-- start Materials provided --

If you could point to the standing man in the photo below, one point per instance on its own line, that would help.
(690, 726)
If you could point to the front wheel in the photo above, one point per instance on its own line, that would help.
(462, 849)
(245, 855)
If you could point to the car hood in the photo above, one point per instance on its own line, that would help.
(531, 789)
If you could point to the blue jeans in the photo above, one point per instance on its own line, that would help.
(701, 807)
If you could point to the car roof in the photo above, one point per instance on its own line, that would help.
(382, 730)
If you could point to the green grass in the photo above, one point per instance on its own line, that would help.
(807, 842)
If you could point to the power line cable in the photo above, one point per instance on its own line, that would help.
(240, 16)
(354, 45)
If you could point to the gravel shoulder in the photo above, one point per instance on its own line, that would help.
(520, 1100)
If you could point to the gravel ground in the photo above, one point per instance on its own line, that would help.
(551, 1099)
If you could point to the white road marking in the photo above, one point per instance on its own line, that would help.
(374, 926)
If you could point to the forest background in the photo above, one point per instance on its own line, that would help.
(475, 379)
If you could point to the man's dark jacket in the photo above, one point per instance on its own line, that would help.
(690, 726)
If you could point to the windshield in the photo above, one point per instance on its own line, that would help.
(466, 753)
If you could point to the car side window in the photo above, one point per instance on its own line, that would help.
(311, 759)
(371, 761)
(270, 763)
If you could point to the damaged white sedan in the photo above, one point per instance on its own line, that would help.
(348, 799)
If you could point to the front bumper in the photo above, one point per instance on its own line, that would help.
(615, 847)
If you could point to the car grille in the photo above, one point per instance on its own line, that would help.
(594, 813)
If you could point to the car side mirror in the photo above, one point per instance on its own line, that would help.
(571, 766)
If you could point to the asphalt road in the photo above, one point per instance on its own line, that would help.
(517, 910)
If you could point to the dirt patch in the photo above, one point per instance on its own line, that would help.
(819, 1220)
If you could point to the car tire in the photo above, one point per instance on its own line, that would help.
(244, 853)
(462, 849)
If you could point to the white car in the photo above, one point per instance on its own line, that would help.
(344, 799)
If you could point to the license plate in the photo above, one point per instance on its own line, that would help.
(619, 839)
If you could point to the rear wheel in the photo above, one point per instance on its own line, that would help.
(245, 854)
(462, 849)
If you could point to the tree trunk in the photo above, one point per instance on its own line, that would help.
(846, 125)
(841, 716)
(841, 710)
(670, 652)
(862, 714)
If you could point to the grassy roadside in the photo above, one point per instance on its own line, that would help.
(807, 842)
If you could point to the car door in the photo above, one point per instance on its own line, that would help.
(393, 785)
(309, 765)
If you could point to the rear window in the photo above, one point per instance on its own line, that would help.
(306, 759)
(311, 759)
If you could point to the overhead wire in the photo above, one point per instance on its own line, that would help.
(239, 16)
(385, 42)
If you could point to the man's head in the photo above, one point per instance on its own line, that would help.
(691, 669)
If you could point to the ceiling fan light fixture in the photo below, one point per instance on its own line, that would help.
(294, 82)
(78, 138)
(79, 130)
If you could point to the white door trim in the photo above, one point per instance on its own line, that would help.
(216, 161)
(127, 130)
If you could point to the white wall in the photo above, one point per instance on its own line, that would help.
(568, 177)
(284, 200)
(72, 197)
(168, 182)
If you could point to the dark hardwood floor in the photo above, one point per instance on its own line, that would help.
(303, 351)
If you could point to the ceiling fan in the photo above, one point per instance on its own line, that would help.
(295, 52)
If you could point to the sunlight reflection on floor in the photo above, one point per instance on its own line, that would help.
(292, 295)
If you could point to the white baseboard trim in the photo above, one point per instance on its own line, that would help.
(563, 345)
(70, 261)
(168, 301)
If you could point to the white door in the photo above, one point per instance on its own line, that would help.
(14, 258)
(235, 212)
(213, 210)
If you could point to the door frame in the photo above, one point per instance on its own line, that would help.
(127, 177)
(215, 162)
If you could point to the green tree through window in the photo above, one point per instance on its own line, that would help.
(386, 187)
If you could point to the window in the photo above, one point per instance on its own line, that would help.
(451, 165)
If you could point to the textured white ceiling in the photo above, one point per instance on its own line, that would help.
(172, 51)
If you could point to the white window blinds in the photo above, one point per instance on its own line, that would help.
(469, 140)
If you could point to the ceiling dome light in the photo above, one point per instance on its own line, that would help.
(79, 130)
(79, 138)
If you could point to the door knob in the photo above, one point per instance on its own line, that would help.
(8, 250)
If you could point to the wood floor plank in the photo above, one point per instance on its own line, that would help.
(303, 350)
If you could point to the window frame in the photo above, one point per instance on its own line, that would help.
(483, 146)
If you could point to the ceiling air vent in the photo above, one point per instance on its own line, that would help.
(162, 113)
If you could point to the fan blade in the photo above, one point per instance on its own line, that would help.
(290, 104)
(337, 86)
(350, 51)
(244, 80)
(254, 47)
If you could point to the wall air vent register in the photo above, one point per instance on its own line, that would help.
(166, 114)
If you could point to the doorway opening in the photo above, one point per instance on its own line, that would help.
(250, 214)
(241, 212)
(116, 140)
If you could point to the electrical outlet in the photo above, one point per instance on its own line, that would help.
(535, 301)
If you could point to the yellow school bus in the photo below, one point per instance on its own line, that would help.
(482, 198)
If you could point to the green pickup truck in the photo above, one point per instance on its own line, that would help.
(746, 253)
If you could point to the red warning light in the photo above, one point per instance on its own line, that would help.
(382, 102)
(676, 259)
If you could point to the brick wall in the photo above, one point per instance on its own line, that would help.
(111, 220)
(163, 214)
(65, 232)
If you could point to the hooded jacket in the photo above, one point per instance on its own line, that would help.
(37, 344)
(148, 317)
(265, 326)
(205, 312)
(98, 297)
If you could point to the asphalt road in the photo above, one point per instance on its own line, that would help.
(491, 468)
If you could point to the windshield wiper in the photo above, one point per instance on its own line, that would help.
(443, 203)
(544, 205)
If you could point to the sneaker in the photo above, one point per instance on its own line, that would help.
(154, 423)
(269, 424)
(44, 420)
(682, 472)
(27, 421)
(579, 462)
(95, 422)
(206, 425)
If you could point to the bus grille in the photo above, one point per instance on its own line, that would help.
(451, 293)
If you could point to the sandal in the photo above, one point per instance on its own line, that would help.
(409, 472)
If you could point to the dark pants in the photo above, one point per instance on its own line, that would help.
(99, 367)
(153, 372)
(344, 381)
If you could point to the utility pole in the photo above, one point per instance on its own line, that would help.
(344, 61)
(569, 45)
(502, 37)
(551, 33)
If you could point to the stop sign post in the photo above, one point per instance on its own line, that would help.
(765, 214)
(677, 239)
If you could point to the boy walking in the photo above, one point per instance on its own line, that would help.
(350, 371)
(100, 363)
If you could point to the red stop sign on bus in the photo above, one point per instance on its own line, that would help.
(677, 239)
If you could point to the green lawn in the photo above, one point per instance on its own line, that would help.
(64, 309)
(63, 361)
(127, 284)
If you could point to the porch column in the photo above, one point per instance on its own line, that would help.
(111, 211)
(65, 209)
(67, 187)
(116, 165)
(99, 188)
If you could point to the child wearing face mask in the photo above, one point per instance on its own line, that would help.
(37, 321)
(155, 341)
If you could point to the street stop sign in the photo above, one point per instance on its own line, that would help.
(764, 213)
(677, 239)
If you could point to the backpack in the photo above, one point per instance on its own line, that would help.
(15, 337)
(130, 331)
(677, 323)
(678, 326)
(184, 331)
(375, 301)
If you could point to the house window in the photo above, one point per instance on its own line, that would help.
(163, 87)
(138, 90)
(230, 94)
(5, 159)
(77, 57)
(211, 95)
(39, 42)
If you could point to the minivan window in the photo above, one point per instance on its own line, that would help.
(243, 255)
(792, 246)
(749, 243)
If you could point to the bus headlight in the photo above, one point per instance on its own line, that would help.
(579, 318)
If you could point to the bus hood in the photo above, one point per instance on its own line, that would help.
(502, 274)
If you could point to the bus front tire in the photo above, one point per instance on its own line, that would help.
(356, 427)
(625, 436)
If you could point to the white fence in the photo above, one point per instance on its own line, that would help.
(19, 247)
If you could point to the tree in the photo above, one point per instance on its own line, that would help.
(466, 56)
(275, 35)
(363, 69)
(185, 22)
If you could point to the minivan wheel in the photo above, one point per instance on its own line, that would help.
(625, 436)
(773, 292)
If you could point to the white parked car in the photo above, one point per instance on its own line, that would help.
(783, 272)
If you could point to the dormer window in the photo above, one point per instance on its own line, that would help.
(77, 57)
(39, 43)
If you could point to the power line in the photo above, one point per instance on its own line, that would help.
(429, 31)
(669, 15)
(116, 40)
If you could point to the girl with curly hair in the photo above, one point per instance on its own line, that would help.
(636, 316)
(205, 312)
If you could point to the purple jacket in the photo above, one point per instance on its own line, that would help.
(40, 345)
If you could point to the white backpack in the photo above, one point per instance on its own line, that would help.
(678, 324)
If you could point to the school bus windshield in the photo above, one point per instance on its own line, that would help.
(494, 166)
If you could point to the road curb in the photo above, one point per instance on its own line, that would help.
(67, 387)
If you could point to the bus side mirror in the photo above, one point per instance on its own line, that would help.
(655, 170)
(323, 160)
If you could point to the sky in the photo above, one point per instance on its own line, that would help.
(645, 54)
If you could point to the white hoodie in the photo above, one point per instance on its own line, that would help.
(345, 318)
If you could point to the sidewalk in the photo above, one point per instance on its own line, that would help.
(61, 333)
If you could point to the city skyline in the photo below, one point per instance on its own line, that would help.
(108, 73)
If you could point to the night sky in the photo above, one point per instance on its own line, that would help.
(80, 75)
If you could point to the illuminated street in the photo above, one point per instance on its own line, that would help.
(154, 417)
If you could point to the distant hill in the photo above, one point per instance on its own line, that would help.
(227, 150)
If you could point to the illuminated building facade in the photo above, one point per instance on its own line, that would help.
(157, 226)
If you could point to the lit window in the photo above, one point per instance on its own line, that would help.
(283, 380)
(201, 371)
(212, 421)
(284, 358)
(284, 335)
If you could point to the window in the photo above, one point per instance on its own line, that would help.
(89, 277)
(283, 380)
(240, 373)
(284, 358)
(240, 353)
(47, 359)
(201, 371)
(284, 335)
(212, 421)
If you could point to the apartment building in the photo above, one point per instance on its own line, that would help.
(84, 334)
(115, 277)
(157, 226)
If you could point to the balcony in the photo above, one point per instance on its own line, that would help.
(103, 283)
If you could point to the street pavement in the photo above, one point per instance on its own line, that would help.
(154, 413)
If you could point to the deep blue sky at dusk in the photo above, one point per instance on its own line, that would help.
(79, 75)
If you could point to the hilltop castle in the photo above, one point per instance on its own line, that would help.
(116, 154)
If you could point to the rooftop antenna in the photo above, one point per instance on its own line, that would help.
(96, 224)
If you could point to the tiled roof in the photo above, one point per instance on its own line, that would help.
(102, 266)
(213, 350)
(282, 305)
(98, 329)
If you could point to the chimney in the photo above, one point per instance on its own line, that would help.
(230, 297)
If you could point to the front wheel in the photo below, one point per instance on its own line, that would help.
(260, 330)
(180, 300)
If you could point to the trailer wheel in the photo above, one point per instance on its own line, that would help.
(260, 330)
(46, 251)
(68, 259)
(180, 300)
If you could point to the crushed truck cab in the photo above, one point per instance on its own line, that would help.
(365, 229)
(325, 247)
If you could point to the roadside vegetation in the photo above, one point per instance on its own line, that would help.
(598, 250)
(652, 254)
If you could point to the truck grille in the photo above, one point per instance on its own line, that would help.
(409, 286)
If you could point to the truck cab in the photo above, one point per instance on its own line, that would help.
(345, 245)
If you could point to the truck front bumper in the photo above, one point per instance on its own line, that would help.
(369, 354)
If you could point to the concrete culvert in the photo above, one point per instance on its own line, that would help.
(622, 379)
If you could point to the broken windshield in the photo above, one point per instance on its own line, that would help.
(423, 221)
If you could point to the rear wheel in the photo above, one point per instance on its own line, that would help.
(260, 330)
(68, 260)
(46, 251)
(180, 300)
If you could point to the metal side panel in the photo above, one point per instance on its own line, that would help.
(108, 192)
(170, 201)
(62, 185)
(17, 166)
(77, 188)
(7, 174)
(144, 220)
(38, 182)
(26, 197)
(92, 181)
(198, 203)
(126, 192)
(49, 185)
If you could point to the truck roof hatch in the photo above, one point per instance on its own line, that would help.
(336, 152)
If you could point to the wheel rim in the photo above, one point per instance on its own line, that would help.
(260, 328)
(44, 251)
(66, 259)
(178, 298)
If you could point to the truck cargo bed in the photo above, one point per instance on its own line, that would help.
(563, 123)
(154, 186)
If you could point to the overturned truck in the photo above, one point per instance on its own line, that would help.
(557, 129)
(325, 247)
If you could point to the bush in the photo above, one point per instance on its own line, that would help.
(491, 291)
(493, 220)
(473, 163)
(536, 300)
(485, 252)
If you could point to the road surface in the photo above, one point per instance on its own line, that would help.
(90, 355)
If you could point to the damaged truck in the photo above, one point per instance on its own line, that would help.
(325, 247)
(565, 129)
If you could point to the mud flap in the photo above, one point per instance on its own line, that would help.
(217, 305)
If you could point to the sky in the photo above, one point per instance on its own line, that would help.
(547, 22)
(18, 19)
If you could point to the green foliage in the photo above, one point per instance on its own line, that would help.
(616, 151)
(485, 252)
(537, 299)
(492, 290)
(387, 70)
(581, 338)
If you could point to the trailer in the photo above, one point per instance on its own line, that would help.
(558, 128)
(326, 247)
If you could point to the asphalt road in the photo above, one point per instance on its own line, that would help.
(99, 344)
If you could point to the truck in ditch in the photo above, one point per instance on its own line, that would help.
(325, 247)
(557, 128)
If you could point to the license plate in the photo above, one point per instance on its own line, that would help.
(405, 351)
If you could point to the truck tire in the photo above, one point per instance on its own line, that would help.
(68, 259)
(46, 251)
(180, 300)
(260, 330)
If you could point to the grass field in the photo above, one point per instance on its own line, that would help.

-- end Materials provided --

• Directions for this task: Beginning at the line that holds "If you could point to the truck in", write out word for word each line through the end of the records.

• Answer below:
If you could point to the truck in ditch in the photo above, one point per instance on its own line, that would help.
(325, 247)
(557, 128)
If you could point to the license plate in the photo above, one point per instance on its own line, that would help.
(405, 351)
If you could point to the truck tire in the photo above, one point per instance on its own line, that would help.
(68, 259)
(46, 251)
(180, 300)
(260, 330)
If you could point to the grass field in the photo above, one point per instance on its own line, that would help.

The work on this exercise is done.